Reproduce all the records below with every "Target" swapped for "Object" and nothing else altered, leaving the pictures out of your answer.

→ Dataset:
● ● ● ● ●

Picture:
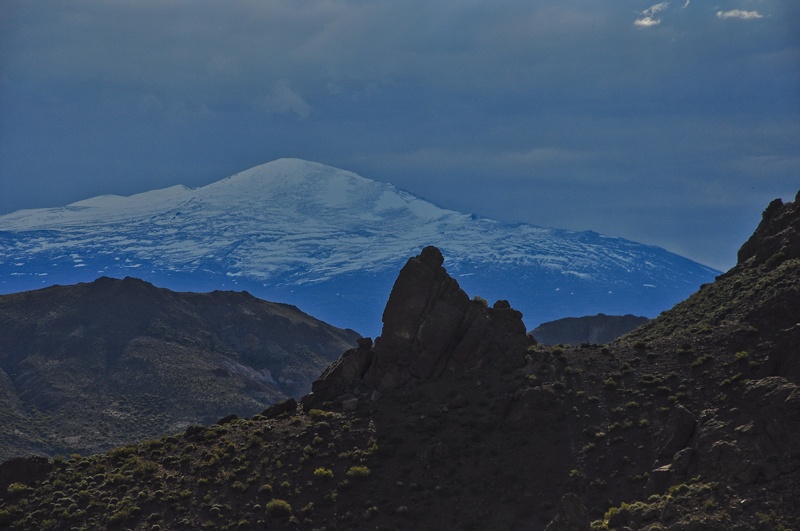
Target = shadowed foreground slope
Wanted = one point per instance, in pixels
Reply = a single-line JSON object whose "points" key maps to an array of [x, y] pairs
{"points": [[453, 419], [92, 366]]}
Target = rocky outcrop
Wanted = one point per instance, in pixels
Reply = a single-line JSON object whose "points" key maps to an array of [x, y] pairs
{"points": [[777, 237], [595, 329], [25, 470], [572, 516], [756, 441], [430, 326]]}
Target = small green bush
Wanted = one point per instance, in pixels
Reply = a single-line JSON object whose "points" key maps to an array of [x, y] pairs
{"points": [[323, 473], [18, 488], [358, 471], [278, 507]]}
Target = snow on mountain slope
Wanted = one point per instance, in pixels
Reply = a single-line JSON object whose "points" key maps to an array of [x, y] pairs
{"points": [[331, 242]]}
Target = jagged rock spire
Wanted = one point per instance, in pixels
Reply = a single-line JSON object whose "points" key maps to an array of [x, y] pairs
{"points": [[430, 325], [777, 237]]}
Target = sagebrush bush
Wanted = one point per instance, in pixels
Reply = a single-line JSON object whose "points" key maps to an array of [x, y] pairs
{"points": [[278, 507], [358, 471], [323, 473]]}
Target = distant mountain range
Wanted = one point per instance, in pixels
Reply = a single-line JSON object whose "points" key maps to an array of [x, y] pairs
{"points": [[330, 242], [96, 365], [454, 420]]}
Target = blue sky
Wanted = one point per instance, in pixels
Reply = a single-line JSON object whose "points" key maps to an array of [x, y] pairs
{"points": [[671, 123]]}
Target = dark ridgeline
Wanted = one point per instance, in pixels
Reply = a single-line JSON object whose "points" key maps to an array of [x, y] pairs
{"points": [[454, 419], [96, 365]]}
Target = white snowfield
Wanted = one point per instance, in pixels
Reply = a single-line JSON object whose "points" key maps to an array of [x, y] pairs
{"points": [[297, 223]]}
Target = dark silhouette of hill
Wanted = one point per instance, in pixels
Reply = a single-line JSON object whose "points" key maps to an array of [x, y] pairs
{"points": [[453, 419], [598, 328], [96, 365]]}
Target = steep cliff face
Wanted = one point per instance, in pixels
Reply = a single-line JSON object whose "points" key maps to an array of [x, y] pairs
{"points": [[777, 237], [92, 366], [430, 326], [455, 419]]}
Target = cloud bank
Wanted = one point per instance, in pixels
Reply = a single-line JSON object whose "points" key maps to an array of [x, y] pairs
{"points": [[652, 121], [740, 14]]}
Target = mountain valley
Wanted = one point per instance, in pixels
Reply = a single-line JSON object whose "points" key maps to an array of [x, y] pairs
{"points": [[92, 366], [331, 242], [454, 418]]}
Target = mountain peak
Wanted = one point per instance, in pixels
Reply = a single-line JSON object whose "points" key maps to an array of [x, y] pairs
{"points": [[325, 239]]}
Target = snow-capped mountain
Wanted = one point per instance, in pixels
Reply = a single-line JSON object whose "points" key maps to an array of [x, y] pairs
{"points": [[331, 242]]}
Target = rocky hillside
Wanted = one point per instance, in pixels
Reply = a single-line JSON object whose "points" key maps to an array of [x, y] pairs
{"points": [[598, 328], [93, 366], [455, 419]]}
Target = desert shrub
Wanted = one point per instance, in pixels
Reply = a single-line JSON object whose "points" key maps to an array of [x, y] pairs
{"points": [[278, 507], [358, 471], [323, 473], [18, 488], [319, 414]]}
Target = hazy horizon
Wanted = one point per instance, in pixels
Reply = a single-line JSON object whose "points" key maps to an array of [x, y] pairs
{"points": [[672, 124]]}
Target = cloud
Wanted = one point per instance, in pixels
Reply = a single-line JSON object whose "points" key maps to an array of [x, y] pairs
{"points": [[740, 14], [649, 18], [283, 100]]}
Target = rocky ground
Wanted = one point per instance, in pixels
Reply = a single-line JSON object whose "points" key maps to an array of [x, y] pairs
{"points": [[455, 419]]}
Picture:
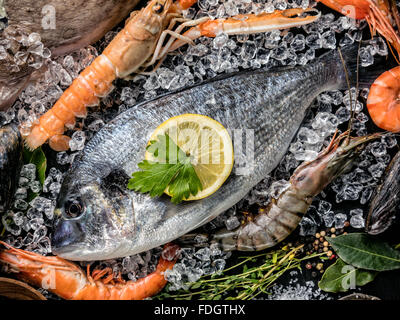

● ● ● ● ●

→ Solution for this task:
Picture:
Object = shadowed foreground slope
Wanted = one point per instance, in pixels
Reply = a single-line JSON object whose "points" key maps to an array of [x, y] pairs
{"points": [[453, 419], [92, 366]]}
Object = rocky outcrop
Wanted = one point per instance, in pixels
Reply = a single-line JSON object whose "points" key maps to an array of [x, y] pairs
{"points": [[777, 237], [595, 329], [25, 470], [572, 516], [756, 441], [430, 326]]}
Object = small green bush
Wanted = one point per instance, in pixels
Reply = a single-line JSON object whose "points" key maps to an array of [x, y] pairs
{"points": [[323, 473], [18, 488], [358, 471], [278, 507]]}
Object = snow on mountain slope
Wanted = one point per instance, in pixels
Reply = a single-line JSON object whose "points" key maps to an array of [x, y] pairs
{"points": [[331, 242]]}
Object = jagged rock spire
Wanted = one point per instance, in pixels
Reply = a single-line JSON object whose "points" key maps to an array of [x, y] pairs
{"points": [[430, 325], [777, 237]]}
Object = sagebrush bush
Wanted = one point per instance, in pixels
Reply = a single-line JSON object whose "points" key maps to an array of [x, y] pairs
{"points": [[278, 507], [358, 471], [323, 473]]}
Object = distant mountain range
Wanted = one point per instance, in pixels
Reply = a single-line JSON object whose "points" key maps to an array of [x, y] pairs
{"points": [[330, 242], [96, 365], [454, 420]]}
Object = blue sky
Wanted = one point per instance, in pixels
Reply = a single-line JSON object whose "points" key maps to an array of [x, y] pairs
{"points": [[671, 123]]}
Object = dark ridgeline
Wanted = one point per instance, in pixels
Reply = a single-line JSON object whose "points" key maps to an array of [x, y] pairs
{"points": [[454, 419], [96, 365]]}
Object = white snowfield
Wanted = one point per instance, in pixels
Reply = a single-line JSON object whose "points" key maps to an array of [x, y] pairs
{"points": [[297, 223]]}
Object = dark silhouette of hill
Wanted = one point per instance, in pixels
Reply = a single-line JSON object whose "points" key maps to an array of [x, y] pairs
{"points": [[453, 419], [598, 328], [96, 365]]}
Object = steep cliff face
Wanted = one point per instance, in pixels
Reply = a single-line JSON object whose "points" key maps to an array of [x, y] pairs
{"points": [[777, 237], [92, 366], [430, 326], [455, 419]]}
Object = cloud bank
Wanted = one point per instance, in pixels
Reply = a single-line JSON object whose "points" key maps to an array of [x, y] pairs
{"points": [[652, 121], [740, 14]]}
Object = mountain valley
Wanted = one point per instance, in pixels
Reply = a single-line JSON object whose "points" key maps to an array of [x, y] pairs
{"points": [[92, 366], [331, 242], [454, 418]]}
Object = mountain peak
Wanted = one point per instance, in pixels
Reply = a single-line JSON object whose "points" key maps to an array of [x, y] pairs
{"points": [[325, 239]]}
Object = snow-capped mountain
Wanted = one point per instance, in pixels
Reply = a single-line JSON object whose "points" key maps to an array of [x, y] pairs
{"points": [[331, 242]]}
Object = rocky hillside
Wanted = one point per instance, in pixels
Reply = a single-line JSON object whose "points" key maps to an array of [x, y] pairs
{"points": [[598, 328], [93, 366], [455, 419]]}
Object = desert shrub
Wanted = one point per instance, in pixels
Reply = a single-line JSON object whose "points" key maps to an array of [x, y] pairs
{"points": [[278, 507], [358, 471], [323, 473], [18, 488], [319, 414]]}
Object = hazy horizon
Wanted = one point per instance, in pixels
Reply = a single-line JSON object whose "points" key maps to an array of [x, y] pairs
{"points": [[672, 124]]}
Object = cloud
Wanted = one point per instance, in pixels
Reply = a single-line JSON object whose "points" key maps to an array of [x, y] pairs
{"points": [[740, 14], [649, 18], [283, 100]]}
Object = rocky ground
Wanted = one point per instance, in pixels
Reply = a single-line JSON object whose "points" key maps to an array of [x, y] pairs
{"points": [[455, 419]]}
Picture:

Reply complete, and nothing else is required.